THE TASK:
As soon as the line containing "rough mask: <svg" appears, copy it and every following line word for word until the records end.
++++ RECORD EXCERPTS ++++
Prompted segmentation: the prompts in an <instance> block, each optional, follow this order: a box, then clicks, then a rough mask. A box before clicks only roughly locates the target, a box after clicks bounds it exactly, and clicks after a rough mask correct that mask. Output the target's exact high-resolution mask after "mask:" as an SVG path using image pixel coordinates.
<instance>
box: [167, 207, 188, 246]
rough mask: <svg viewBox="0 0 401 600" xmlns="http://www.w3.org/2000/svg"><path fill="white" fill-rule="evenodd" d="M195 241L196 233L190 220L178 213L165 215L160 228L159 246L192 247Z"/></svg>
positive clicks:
++++
RESULT BELOW:
rough mask: <svg viewBox="0 0 401 600" xmlns="http://www.w3.org/2000/svg"><path fill="white" fill-rule="evenodd" d="M195 241L196 233L190 220L178 213L165 215L160 228L159 246L192 247Z"/></svg>
positive clicks:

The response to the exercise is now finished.